* _PROBLEM DESCRIPTION_:
From the line that contains "Where can the dark" to the end of the entries, write out every line exactly, including both ends, and nothing more.

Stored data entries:
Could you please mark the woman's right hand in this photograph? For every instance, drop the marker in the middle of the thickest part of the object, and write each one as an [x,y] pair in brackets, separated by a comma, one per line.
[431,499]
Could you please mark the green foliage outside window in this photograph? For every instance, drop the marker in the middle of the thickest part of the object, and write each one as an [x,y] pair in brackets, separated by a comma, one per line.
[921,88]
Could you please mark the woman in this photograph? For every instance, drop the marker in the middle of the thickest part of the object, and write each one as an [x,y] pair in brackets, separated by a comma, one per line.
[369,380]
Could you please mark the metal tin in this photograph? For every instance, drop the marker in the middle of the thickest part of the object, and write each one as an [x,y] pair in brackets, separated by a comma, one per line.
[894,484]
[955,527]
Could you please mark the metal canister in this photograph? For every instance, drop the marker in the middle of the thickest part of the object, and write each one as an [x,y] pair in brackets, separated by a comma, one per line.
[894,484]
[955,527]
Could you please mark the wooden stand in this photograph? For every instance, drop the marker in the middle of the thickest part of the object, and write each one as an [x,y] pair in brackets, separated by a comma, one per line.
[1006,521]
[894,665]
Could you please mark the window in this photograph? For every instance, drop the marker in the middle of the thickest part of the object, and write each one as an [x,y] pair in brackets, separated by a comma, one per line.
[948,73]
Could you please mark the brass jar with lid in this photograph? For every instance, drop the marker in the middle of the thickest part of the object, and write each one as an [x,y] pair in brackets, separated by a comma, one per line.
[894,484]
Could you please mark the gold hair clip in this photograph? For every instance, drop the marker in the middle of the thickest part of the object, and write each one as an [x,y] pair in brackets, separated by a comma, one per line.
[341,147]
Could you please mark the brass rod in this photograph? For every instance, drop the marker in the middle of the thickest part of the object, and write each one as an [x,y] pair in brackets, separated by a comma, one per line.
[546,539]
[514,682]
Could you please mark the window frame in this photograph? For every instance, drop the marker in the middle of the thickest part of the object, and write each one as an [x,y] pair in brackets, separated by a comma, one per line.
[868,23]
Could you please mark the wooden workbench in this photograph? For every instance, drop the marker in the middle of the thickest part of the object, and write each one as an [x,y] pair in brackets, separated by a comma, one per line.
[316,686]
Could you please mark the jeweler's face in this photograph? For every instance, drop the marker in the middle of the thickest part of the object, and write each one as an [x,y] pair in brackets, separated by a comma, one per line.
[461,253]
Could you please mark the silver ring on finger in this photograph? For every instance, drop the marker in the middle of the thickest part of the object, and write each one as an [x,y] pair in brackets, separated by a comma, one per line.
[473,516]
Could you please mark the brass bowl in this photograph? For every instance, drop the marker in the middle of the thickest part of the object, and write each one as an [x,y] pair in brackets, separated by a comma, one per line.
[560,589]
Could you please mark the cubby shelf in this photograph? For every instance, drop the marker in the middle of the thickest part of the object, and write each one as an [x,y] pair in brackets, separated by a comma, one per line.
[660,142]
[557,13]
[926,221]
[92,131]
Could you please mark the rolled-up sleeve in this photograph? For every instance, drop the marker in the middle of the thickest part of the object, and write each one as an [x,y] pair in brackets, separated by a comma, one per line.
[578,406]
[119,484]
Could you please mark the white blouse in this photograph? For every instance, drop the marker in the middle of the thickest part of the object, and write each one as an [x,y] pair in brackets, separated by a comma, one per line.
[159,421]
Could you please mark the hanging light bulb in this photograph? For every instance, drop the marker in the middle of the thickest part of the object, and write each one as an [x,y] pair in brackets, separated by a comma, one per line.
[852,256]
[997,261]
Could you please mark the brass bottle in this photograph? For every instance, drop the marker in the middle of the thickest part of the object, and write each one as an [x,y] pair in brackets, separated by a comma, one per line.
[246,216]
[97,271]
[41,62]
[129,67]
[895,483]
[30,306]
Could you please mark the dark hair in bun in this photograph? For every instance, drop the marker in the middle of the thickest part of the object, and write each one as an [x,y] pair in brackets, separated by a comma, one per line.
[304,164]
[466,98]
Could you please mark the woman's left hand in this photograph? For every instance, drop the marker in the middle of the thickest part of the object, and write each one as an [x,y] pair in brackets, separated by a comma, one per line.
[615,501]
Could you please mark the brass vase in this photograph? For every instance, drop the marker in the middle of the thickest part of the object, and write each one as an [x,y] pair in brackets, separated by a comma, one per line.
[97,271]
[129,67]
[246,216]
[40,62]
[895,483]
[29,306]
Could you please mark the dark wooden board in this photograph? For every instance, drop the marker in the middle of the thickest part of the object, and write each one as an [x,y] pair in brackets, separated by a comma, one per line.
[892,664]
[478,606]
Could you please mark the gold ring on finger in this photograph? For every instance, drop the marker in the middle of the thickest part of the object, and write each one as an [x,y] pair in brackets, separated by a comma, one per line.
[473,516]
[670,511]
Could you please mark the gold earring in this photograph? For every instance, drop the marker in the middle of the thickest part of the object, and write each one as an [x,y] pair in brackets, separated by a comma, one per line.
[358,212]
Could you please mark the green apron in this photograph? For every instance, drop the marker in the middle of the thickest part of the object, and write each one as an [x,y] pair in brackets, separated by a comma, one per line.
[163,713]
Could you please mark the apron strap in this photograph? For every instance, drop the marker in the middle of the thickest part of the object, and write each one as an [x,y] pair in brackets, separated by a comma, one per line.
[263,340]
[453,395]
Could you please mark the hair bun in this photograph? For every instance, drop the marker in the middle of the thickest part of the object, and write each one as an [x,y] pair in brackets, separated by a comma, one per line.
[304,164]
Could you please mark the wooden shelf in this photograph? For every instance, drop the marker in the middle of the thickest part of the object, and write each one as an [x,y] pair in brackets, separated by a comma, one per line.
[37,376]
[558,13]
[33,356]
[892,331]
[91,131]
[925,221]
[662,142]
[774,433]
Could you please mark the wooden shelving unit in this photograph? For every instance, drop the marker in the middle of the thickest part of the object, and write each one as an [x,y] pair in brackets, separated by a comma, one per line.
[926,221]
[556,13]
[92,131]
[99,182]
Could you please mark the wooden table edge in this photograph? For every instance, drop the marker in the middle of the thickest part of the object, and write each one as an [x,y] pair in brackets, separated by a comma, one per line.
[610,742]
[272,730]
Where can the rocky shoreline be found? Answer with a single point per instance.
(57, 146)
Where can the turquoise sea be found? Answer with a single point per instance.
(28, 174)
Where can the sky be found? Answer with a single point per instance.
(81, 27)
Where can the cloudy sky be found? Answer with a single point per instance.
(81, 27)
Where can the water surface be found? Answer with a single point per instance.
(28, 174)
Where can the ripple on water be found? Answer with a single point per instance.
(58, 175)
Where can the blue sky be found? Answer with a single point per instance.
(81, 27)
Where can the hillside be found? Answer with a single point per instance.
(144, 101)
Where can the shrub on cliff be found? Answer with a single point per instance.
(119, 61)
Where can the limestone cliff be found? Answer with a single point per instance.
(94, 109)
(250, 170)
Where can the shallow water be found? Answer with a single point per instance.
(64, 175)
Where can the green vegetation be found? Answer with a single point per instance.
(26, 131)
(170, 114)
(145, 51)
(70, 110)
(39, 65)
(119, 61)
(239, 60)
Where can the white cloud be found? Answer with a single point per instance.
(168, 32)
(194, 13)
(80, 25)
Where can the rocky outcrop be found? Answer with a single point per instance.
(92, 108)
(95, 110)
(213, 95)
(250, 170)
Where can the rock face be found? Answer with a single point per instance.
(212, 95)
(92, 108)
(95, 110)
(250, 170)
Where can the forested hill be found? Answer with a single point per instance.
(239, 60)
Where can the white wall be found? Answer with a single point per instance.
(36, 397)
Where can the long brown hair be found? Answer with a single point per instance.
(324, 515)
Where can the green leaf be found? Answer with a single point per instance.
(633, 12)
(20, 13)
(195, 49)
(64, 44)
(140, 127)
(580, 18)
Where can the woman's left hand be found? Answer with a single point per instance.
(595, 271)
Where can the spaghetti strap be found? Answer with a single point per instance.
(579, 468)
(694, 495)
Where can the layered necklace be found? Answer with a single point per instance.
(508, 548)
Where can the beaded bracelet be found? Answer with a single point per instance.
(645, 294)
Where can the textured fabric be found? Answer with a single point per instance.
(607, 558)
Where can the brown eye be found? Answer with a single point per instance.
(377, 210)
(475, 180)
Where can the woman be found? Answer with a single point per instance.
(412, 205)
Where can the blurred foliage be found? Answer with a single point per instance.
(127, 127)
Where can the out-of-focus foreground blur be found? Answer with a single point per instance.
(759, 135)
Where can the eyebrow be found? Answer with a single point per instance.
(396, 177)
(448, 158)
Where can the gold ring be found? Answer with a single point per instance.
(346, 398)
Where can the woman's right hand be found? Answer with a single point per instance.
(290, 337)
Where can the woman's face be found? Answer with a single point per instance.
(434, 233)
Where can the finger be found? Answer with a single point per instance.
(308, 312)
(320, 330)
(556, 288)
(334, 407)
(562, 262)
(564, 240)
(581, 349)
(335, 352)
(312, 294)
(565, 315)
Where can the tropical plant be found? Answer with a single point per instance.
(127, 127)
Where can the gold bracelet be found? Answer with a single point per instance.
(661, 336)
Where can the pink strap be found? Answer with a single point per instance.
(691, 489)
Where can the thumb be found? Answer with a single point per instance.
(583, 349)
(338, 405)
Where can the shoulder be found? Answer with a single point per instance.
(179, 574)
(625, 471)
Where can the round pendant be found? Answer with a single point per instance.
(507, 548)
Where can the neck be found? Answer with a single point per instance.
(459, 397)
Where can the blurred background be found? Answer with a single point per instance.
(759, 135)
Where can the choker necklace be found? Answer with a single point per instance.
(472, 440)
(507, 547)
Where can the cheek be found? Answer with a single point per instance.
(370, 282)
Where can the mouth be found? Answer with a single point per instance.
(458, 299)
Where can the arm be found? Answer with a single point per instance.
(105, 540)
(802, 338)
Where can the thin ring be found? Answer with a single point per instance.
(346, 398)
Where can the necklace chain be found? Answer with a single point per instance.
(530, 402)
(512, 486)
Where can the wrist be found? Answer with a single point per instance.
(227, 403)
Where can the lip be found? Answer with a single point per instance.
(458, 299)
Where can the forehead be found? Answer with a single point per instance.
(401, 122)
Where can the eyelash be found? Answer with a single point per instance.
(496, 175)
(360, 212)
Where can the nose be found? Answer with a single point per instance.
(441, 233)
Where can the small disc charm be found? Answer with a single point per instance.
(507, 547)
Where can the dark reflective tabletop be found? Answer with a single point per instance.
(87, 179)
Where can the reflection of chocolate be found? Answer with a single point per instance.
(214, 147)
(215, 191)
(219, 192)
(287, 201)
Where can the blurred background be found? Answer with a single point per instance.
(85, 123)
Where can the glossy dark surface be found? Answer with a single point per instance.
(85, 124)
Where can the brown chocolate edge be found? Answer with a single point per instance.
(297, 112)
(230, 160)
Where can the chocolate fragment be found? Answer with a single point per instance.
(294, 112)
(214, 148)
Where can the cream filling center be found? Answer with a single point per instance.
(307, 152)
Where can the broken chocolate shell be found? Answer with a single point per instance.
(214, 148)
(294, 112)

* _RESPONSE_:
Where can the dark reflective tabletop be found? Answer with a single point per instance.
(87, 179)
Where can the reflection of chocolate be found? Answer with a single point per instance.
(214, 147)
(215, 191)
(219, 192)
(287, 201)
Where can the blurred background be found? Answer with a single point per instance.
(85, 123)
Where can the glossy dark surface be found? Answer with a single point per instance.
(85, 124)
Where can the brown chocolate edge be found? Answer with a single point per instance.
(297, 112)
(230, 160)
Where can the chocolate fragment be found? Answer with a single point per instance.
(294, 112)
(214, 148)
Where can the cream filling center be found? Answer with a single point per instance.
(307, 152)
Where can the broken chocolate shell be found? Answer with a single point per instance.
(214, 148)
(294, 112)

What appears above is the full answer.